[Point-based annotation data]
# # # #

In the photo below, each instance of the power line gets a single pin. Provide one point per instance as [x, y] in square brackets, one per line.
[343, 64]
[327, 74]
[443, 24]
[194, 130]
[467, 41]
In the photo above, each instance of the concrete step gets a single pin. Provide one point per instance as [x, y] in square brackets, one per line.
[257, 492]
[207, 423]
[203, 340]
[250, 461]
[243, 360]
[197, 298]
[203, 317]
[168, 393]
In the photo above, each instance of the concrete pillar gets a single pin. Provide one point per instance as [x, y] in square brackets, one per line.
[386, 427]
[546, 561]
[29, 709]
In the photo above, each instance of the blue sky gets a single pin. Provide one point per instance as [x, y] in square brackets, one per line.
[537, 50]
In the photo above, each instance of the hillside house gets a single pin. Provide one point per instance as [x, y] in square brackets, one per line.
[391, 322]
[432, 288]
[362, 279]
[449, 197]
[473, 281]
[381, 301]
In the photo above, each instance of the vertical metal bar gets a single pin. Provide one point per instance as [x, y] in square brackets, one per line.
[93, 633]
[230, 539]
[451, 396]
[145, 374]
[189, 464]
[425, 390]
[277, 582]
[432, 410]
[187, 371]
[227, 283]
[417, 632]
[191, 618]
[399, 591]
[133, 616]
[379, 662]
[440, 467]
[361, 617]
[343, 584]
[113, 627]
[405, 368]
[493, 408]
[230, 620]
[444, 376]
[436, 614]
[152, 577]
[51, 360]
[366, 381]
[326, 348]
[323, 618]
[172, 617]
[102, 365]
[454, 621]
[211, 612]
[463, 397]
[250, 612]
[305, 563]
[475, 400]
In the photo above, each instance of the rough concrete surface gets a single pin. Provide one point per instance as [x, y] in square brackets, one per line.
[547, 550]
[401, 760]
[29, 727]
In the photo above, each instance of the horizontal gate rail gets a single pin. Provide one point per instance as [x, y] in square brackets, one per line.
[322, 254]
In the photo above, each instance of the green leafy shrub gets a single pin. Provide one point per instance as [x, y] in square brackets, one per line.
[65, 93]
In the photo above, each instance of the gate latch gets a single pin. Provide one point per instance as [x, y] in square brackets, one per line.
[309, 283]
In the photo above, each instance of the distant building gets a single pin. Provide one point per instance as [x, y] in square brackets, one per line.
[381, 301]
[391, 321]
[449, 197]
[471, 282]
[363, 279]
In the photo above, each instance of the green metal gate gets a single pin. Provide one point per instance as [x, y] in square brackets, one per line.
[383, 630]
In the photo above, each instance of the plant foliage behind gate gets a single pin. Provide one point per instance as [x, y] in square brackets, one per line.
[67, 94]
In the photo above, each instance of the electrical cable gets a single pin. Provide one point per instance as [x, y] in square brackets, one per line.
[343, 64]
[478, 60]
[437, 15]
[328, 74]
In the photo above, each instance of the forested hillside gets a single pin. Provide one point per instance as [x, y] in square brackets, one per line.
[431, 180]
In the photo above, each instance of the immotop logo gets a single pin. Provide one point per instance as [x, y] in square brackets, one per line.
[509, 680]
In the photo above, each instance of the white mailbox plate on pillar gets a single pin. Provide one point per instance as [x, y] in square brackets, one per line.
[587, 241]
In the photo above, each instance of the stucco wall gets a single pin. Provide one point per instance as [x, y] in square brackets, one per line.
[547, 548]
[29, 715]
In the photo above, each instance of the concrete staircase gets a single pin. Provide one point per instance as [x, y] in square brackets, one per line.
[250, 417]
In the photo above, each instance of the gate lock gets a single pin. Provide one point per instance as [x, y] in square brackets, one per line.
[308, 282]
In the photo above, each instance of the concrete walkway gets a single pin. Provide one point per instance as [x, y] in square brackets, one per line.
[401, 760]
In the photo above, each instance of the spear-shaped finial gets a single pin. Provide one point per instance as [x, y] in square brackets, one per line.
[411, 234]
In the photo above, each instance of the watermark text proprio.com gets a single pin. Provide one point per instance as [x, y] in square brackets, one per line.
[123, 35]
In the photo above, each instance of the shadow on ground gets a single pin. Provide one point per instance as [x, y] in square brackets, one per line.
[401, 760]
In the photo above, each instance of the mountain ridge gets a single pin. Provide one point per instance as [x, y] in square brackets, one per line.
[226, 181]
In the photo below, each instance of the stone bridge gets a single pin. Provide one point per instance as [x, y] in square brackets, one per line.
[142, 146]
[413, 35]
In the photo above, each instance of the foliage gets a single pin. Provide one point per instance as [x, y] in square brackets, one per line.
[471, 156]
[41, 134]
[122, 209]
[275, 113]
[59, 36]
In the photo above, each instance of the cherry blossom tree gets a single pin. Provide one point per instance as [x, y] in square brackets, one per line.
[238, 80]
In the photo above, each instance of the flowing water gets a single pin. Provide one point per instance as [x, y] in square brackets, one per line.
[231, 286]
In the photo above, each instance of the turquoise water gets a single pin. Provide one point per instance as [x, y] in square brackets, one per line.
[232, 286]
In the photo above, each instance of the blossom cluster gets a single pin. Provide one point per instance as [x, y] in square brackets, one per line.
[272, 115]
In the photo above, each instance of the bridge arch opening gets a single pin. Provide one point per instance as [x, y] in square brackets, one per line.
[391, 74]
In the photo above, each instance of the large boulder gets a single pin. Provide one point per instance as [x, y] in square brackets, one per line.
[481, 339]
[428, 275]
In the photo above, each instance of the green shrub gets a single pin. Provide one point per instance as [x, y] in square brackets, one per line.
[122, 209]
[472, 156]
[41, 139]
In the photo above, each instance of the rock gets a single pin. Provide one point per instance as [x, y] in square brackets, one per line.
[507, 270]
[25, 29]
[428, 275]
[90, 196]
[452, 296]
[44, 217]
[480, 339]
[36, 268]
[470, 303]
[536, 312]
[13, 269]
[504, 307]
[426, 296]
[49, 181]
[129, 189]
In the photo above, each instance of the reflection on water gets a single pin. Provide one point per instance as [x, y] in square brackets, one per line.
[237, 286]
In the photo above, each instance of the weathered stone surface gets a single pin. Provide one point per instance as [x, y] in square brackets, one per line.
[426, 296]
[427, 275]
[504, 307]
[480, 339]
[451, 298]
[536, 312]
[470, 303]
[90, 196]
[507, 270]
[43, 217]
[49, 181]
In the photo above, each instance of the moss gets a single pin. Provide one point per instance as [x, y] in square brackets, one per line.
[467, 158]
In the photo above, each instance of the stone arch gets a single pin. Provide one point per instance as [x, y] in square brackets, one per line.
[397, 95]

# # # #

== GIVEN TASK ==
Return exactly the lines of the data, and only those, from the line with "In the photo above, each instance of the weathered" through the last line, inclusive.

== OUTPUT FOR THIS TASK ==
In the photo above, each instance of the weathered stone surface gets a single pin. Provide one point per instance as [x, y] in square brackets, one per line.
[426, 296]
[427, 275]
[504, 307]
[480, 339]
[451, 298]
[536, 312]
[470, 303]
[90, 196]
[507, 270]
[43, 217]
[49, 181]
In the photo above, each instance of the moss gets a single pin. Provide one point per instance as [x, y] in square brackets, one per line.
[467, 158]
In the photo above, each instance of the stone arch gets a single pin. Provide one point per instance as [x, y] in square brackets, one per line.
[397, 95]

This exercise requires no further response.